As well as the 1.75tc Korum rod, I've got a Drennan baitrunner. Only issue with the reel is that the spool holds 90m of 12lb Maxima Chameleon, which feels a bit shallow to me. Then at the rig end I'm using a Korum bolt and run kit with a 50cms ish hook length to a size 8 kamsan (barbless) with a hair rig. Three krill dumbells on the hair rig normally. The lead is one of these flat Korum ones with a hole in the middle to mush some pellets into. Either 90g or 120g.

So session 5 and finally getting closer. Got to the river nice and early and got setup quickly. I do think that if I had a quiver I could have the rod half setup and then I'd be even quicker, which bearing in mind I've limited time, seems like a good idea. Anyway, as the river is even lower this time, the first peg now has a lovely large platform exposed. I was planning on moving up the beat hour at a time as per previous suggestions. Anyway, got the rig out into the river fairly quickly. Now normally I spend most of a session either meatless or rescuing stranded rowers, so I'm sort of not expecting anything anymore. After rower number one used my swim as a turning circile, I got the rig in and settled in. As the view downriver was nice, I decided to take a photo. I then realised for some odd reason all my photos had been deleted by my phone so I was sitting there faffing when out of the corner of my eye the tip tapped. Now normally the rod is slightly bent over all the time and constantly tapping. Took a while to realise this was mostly due to the flow and general river detritus causing the tapping. Anyway, this was different, quite sharp and then the rod fully dropped back. Phone hastily shoved in my waders front pocket and I half got out the chair. Another great big tap and buzzzzzzzzzzzzzz the baitrunner went properly, grab rod, stand up, don't forget to wind the handle and set fairly gently. That may have been a mistake. Definitely a fish this time and not a snag. Now I'm fairly used to trout running around the place, so happy with playing powerful fish, but this was quite different. Down low and no surface antics unlike trout. Spent a minute or so slowly bringing it closer. As the fish was getting closeish, decided to get the net ready. Aaand then the fish shook the hook. Honestly I've never let out such a disappointed groan in a long time.

------------------------------------

▶ [WHAT YOU SHOULD DO] Copy everything in the fishing account above from "As well as the" down to "90g or 120g.".

Part of a data file:
------------------------------------

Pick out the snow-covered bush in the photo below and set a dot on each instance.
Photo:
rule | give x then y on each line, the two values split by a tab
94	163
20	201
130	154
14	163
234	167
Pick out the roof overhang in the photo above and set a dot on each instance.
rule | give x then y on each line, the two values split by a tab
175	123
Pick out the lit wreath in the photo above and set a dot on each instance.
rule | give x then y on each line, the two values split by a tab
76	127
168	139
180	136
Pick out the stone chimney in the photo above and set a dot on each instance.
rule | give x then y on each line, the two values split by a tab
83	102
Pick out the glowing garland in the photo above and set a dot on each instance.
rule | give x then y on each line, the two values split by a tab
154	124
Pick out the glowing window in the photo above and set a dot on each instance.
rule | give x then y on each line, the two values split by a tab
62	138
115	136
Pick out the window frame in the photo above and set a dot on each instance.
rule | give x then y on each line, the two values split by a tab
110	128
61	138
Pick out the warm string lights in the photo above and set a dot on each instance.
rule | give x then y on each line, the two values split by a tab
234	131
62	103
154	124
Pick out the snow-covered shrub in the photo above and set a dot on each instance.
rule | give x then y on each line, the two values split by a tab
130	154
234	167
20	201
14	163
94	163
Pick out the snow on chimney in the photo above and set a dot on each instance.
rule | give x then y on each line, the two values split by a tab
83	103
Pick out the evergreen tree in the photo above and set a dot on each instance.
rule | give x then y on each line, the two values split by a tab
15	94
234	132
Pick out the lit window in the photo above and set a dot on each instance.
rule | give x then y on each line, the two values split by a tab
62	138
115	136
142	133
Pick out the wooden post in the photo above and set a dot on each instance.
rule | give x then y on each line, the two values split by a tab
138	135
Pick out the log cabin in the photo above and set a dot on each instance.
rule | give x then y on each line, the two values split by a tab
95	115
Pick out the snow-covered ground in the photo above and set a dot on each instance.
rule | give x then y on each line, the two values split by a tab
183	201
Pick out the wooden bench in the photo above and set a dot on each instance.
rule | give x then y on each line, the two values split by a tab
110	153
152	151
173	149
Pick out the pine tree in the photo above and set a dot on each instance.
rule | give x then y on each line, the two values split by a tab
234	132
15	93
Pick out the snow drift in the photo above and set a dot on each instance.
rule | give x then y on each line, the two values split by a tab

------------------------------------

▶ [TASK SOLUTION]
As well as the 1.75tc Korum rod, I've got a Drennan baitrunner. Only issue with the reel is that the spool holds 90m of 12lb Maxima Chameleon, which feels a bit shallow to me. Then at the rig end I'm using a Korum bolt and run kit with a 50cms ish hook length to a size 8 kamsan (barbless) with a hair rig. Three krill dumbells on the hair rig normally. The lead is one of these flat Korum ones with a hole in the middle to mush some pellets into. Either 90g or 120g.